PROBLEM – Determine how many lines of the material below contain the string "tree", with case taken into account, and state only that number.

RECORDS TO PROCESS –
++++++
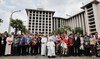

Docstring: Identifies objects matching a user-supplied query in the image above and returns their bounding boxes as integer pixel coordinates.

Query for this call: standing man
[41,35,47,56]
[5,34,13,55]
[26,34,32,55]
[68,34,74,56]
[74,33,80,56]
[47,38,55,58]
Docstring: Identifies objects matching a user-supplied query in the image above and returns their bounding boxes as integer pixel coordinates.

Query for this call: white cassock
[5,37,13,55]
[47,41,55,56]
[41,37,47,55]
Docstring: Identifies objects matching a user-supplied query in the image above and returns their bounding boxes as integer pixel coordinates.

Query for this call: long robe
[41,37,47,55]
[5,37,13,55]
[47,41,55,56]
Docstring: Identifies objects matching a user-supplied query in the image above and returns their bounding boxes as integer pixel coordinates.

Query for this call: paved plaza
[0,56,100,59]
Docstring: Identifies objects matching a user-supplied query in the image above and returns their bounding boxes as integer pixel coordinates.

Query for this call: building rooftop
[66,11,85,20]
[81,0,99,9]
[53,16,65,19]
[26,8,55,13]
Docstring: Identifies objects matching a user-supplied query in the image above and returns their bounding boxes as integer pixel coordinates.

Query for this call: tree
[20,25,28,33]
[10,19,23,35]
[63,26,72,34]
[72,27,83,34]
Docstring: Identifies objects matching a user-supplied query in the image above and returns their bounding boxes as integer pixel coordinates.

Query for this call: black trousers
[90,45,96,55]
[37,44,41,54]
[13,46,18,56]
[26,45,30,55]
[74,46,80,56]
[17,45,22,55]
[22,45,27,55]
[84,47,91,56]
[68,46,74,56]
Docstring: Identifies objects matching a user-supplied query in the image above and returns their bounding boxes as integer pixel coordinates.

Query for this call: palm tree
[10,19,23,35]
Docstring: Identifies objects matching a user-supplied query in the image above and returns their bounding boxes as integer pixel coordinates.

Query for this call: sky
[0,0,99,33]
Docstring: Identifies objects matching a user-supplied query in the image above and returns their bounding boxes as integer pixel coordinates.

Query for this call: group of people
[0,33,100,58]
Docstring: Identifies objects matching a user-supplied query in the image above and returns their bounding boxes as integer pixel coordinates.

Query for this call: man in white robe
[41,35,47,56]
[47,37,55,58]
[5,34,13,55]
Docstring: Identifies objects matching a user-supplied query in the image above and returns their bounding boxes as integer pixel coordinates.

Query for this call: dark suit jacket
[74,37,80,47]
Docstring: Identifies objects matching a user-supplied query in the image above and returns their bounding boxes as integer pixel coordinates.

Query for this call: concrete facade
[26,0,100,35]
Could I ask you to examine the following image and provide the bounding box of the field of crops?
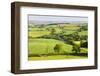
++++++
THE ANSWER – 2